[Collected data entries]
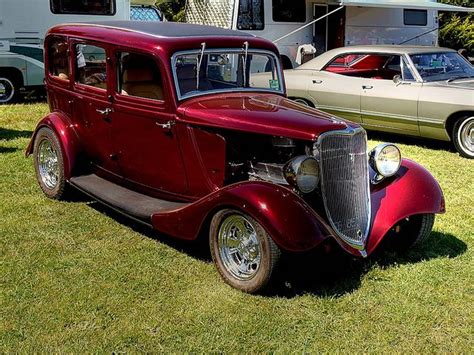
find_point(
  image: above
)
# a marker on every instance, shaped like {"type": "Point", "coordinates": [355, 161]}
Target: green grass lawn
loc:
{"type": "Point", "coordinates": [75, 276]}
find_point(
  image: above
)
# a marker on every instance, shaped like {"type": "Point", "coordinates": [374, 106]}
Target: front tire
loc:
{"type": "Point", "coordinates": [8, 90]}
{"type": "Point", "coordinates": [463, 136]}
{"type": "Point", "coordinates": [243, 252]}
{"type": "Point", "coordinates": [49, 164]}
{"type": "Point", "coordinates": [410, 231]}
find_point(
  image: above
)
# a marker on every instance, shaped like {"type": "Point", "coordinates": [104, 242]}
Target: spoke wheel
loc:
{"type": "Point", "coordinates": [243, 252]}
{"type": "Point", "coordinates": [49, 164]}
{"type": "Point", "coordinates": [7, 90]}
{"type": "Point", "coordinates": [463, 137]}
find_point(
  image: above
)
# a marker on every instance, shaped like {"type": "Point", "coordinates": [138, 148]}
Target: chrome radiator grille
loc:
{"type": "Point", "coordinates": [345, 183]}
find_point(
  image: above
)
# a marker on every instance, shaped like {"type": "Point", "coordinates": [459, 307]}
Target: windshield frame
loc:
{"type": "Point", "coordinates": [197, 51]}
{"type": "Point", "coordinates": [415, 69]}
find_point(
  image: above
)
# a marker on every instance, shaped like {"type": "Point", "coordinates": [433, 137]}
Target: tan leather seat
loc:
{"type": "Point", "coordinates": [139, 82]}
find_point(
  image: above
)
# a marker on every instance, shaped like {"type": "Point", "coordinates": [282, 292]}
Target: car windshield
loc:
{"type": "Point", "coordinates": [442, 66]}
{"type": "Point", "coordinates": [224, 71]}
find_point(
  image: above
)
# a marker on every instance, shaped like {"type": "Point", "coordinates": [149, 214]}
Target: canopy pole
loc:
{"type": "Point", "coordinates": [308, 24]}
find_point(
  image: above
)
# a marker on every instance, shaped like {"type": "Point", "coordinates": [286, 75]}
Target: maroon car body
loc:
{"type": "Point", "coordinates": [176, 160]}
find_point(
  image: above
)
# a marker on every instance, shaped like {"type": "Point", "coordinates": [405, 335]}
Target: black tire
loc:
{"type": "Point", "coordinates": [462, 136]}
{"type": "Point", "coordinates": [255, 277]}
{"type": "Point", "coordinates": [54, 187]}
{"type": "Point", "coordinates": [9, 89]}
{"type": "Point", "coordinates": [410, 232]}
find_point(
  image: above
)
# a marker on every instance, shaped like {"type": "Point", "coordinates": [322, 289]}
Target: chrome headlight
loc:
{"type": "Point", "coordinates": [303, 173]}
{"type": "Point", "coordinates": [385, 159]}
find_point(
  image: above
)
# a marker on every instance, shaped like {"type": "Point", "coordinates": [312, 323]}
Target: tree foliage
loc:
{"type": "Point", "coordinates": [457, 29]}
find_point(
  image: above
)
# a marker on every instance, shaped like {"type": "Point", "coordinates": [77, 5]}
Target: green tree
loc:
{"type": "Point", "coordinates": [457, 29]}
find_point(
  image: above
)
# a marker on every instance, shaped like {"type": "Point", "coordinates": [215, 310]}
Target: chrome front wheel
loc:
{"type": "Point", "coordinates": [463, 136]}
{"type": "Point", "coordinates": [49, 164]}
{"type": "Point", "coordinates": [243, 252]}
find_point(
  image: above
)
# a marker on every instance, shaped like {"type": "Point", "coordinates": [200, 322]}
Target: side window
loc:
{"type": "Point", "coordinates": [415, 17]}
{"type": "Point", "coordinates": [139, 76]}
{"type": "Point", "coordinates": [250, 16]}
{"type": "Point", "coordinates": [289, 10]}
{"type": "Point", "coordinates": [58, 58]}
{"type": "Point", "coordinates": [83, 7]}
{"type": "Point", "coordinates": [91, 67]}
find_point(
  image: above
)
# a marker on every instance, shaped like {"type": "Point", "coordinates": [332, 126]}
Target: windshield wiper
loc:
{"type": "Point", "coordinates": [460, 77]}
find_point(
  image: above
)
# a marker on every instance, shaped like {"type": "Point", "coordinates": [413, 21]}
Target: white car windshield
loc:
{"type": "Point", "coordinates": [224, 71]}
{"type": "Point", "coordinates": [442, 66]}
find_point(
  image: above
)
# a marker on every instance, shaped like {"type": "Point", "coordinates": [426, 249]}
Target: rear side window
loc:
{"type": "Point", "coordinates": [91, 67]}
{"type": "Point", "coordinates": [139, 76]}
{"type": "Point", "coordinates": [83, 7]}
{"type": "Point", "coordinates": [289, 10]}
{"type": "Point", "coordinates": [58, 58]}
{"type": "Point", "coordinates": [415, 17]}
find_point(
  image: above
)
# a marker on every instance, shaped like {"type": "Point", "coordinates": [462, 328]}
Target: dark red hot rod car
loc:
{"type": "Point", "coordinates": [165, 123]}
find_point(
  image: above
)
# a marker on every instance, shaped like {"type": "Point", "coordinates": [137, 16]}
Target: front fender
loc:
{"type": "Point", "coordinates": [413, 191]}
{"type": "Point", "coordinates": [291, 223]}
{"type": "Point", "coordinates": [60, 124]}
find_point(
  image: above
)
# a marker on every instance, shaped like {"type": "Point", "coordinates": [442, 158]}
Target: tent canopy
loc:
{"type": "Point", "coordinates": [406, 4]}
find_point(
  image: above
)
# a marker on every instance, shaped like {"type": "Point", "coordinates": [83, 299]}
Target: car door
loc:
{"type": "Point", "coordinates": [388, 104]}
{"type": "Point", "coordinates": [91, 106]}
{"type": "Point", "coordinates": [144, 132]}
{"type": "Point", "coordinates": [336, 94]}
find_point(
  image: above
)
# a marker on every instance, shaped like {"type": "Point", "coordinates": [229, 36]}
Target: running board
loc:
{"type": "Point", "coordinates": [123, 200]}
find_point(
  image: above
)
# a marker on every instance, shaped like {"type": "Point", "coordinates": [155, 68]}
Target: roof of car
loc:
{"type": "Point", "coordinates": [320, 61]}
{"type": "Point", "coordinates": [168, 29]}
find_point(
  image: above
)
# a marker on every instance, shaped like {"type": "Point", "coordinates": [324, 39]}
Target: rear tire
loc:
{"type": "Point", "coordinates": [244, 254]}
{"type": "Point", "coordinates": [463, 136]}
{"type": "Point", "coordinates": [49, 164]}
{"type": "Point", "coordinates": [410, 232]}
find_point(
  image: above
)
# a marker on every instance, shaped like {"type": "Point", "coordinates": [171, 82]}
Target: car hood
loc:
{"type": "Point", "coordinates": [259, 113]}
{"type": "Point", "coordinates": [467, 84]}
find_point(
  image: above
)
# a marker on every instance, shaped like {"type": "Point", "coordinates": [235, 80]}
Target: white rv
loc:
{"type": "Point", "coordinates": [320, 25]}
{"type": "Point", "coordinates": [23, 24]}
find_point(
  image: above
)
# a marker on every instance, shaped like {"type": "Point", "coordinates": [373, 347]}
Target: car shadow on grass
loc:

▶ DO THIS
Every line above should be returned word for word, with the pictures left behind.

▶ RESPONSE
find_point(
  image: above
)
# a marker on every instance, shaped like {"type": "Point", "coordinates": [355, 161]}
Target: green grass lawn
loc:
{"type": "Point", "coordinates": [75, 276]}
find_point(
  image: above
)
# a marker on every instance, shaped like {"type": "Point", "coordinates": [374, 106]}
Target: front tire
loc:
{"type": "Point", "coordinates": [8, 90]}
{"type": "Point", "coordinates": [463, 136]}
{"type": "Point", "coordinates": [243, 252]}
{"type": "Point", "coordinates": [49, 164]}
{"type": "Point", "coordinates": [410, 231]}
find_point(
  image: above
)
# a marker on every instance, shaped like {"type": "Point", "coordinates": [104, 242]}
Target: spoke wheel
loc:
{"type": "Point", "coordinates": [243, 252]}
{"type": "Point", "coordinates": [49, 164]}
{"type": "Point", "coordinates": [7, 90]}
{"type": "Point", "coordinates": [463, 137]}
find_point(
  image: above
)
# a marker on every instance, shaped like {"type": "Point", "coordinates": [138, 148]}
Target: chrome radiator grille
loc:
{"type": "Point", "coordinates": [345, 183]}
find_point(
  image: above
)
# a marker on every instance, shaped like {"type": "Point", "coordinates": [459, 307]}
Target: windshield frame
loc:
{"type": "Point", "coordinates": [197, 51]}
{"type": "Point", "coordinates": [415, 69]}
find_point(
  image: above
)
# a marker on every instance, shaped like {"type": "Point", "coordinates": [433, 137]}
Target: tan leather seat
loc:
{"type": "Point", "coordinates": [139, 82]}
find_point(
  image: above
)
# a marker on every instance, shaped like {"type": "Point", "coordinates": [282, 292]}
Target: car windshield
loc:
{"type": "Point", "coordinates": [442, 66]}
{"type": "Point", "coordinates": [224, 71]}
find_point(
  image: above
)
# a marker on every instance, shaped like {"type": "Point", "coordinates": [149, 214]}
Target: canopy pole
loc:
{"type": "Point", "coordinates": [308, 24]}
find_point(
  image: above
)
# a marker on every instance, shaped like {"type": "Point", "coordinates": [286, 75]}
Target: maroon car body
loc:
{"type": "Point", "coordinates": [176, 160]}
find_point(
  image: above
)
# a marker on every instance, shaped like {"type": "Point", "coordinates": [405, 335]}
Target: black tire
loc:
{"type": "Point", "coordinates": [462, 136]}
{"type": "Point", "coordinates": [255, 277]}
{"type": "Point", "coordinates": [54, 187]}
{"type": "Point", "coordinates": [9, 89]}
{"type": "Point", "coordinates": [410, 232]}
find_point(
  image: above
)
# a marker on every instance, shaped like {"type": "Point", "coordinates": [322, 289]}
Target: chrome headlight
loc:
{"type": "Point", "coordinates": [303, 173]}
{"type": "Point", "coordinates": [385, 159]}
find_point(
  image: above
)
# a marker on every instance, shaped like {"type": "Point", "coordinates": [312, 323]}
Target: tree foliage
loc:
{"type": "Point", "coordinates": [457, 29]}
find_point(
  image: above
)
# a marker on every instance, shaped like {"type": "Point", "coordinates": [77, 5]}
Target: green tree
loc:
{"type": "Point", "coordinates": [457, 29]}
find_point(
  image: above
)
# a marker on every instance, shaped like {"type": "Point", "coordinates": [215, 310]}
Target: chrome front wheel
loc:
{"type": "Point", "coordinates": [463, 136]}
{"type": "Point", "coordinates": [49, 164]}
{"type": "Point", "coordinates": [243, 252]}
find_point(
  image: above
)
# a marker on every instance, shaped like {"type": "Point", "coordinates": [200, 322]}
Target: side window
loc:
{"type": "Point", "coordinates": [415, 17]}
{"type": "Point", "coordinates": [139, 76]}
{"type": "Point", "coordinates": [250, 16]}
{"type": "Point", "coordinates": [289, 10]}
{"type": "Point", "coordinates": [58, 58]}
{"type": "Point", "coordinates": [83, 7]}
{"type": "Point", "coordinates": [91, 67]}
find_point(
  image: above
)
# a marker on every instance, shaped like {"type": "Point", "coordinates": [332, 126]}
Target: windshield wiper
loc:
{"type": "Point", "coordinates": [460, 77]}
find_point(
  image: above
)
# a marker on every instance, shaped like {"type": "Point", "coordinates": [413, 21]}
Target: white car windshield
loc:
{"type": "Point", "coordinates": [224, 71]}
{"type": "Point", "coordinates": [442, 66]}
find_point(
  image: above
)
# a marker on every instance, shaped like {"type": "Point", "coordinates": [426, 249]}
Target: rear side window
loc:
{"type": "Point", "coordinates": [91, 67]}
{"type": "Point", "coordinates": [139, 76]}
{"type": "Point", "coordinates": [83, 7]}
{"type": "Point", "coordinates": [289, 10]}
{"type": "Point", "coordinates": [58, 58]}
{"type": "Point", "coordinates": [415, 17]}
find_point(
  image: above
)
# a marker on every instance, shaped like {"type": "Point", "coordinates": [462, 328]}
Target: dark red hot rod car
loc:
{"type": "Point", "coordinates": [165, 123]}
find_point(
  image: above
)
# a marker on every instance, shaped like {"type": "Point", "coordinates": [137, 16]}
Target: front fender
loc:
{"type": "Point", "coordinates": [413, 191]}
{"type": "Point", "coordinates": [291, 223]}
{"type": "Point", "coordinates": [60, 124]}
find_point(
  image: above
)
# a marker on every instance, shaped like {"type": "Point", "coordinates": [442, 158]}
Target: tent canopy
loc:
{"type": "Point", "coordinates": [406, 4]}
find_point(
  image: above
)
# a marker on every instance, shaped like {"type": "Point", "coordinates": [83, 299]}
Target: car door
loc:
{"type": "Point", "coordinates": [388, 104]}
{"type": "Point", "coordinates": [91, 106]}
{"type": "Point", "coordinates": [144, 132]}
{"type": "Point", "coordinates": [336, 94]}
find_point(
  image: above
)
# a marker on every instance, shaped like {"type": "Point", "coordinates": [229, 36]}
Target: running board
loc:
{"type": "Point", "coordinates": [123, 200]}
find_point(
  image: above
)
# a marker on every instance, shaped like {"type": "Point", "coordinates": [155, 68]}
Target: roof of car
loc:
{"type": "Point", "coordinates": [320, 61]}
{"type": "Point", "coordinates": [168, 29]}
find_point(
  image: above
)
# a marker on every instance, shaped like {"type": "Point", "coordinates": [324, 39]}
Target: rear tire
loc:
{"type": "Point", "coordinates": [244, 254]}
{"type": "Point", "coordinates": [463, 136]}
{"type": "Point", "coordinates": [49, 164]}
{"type": "Point", "coordinates": [410, 232]}
find_point(
  image: above
)
# a marker on every instance, shaped like {"type": "Point", "coordinates": [171, 82]}
Target: car hood
loc:
{"type": "Point", "coordinates": [259, 113]}
{"type": "Point", "coordinates": [467, 84]}
find_point(
  image: above
)
# a marker on every instance, shaped like {"type": "Point", "coordinates": [235, 80]}
Target: white rv
loc:
{"type": "Point", "coordinates": [320, 25]}
{"type": "Point", "coordinates": [23, 24]}
find_point(
  image: above
)
# a marker on every instance, shaped like {"type": "Point", "coordinates": [373, 347]}
Target: car shadow on grass
loc:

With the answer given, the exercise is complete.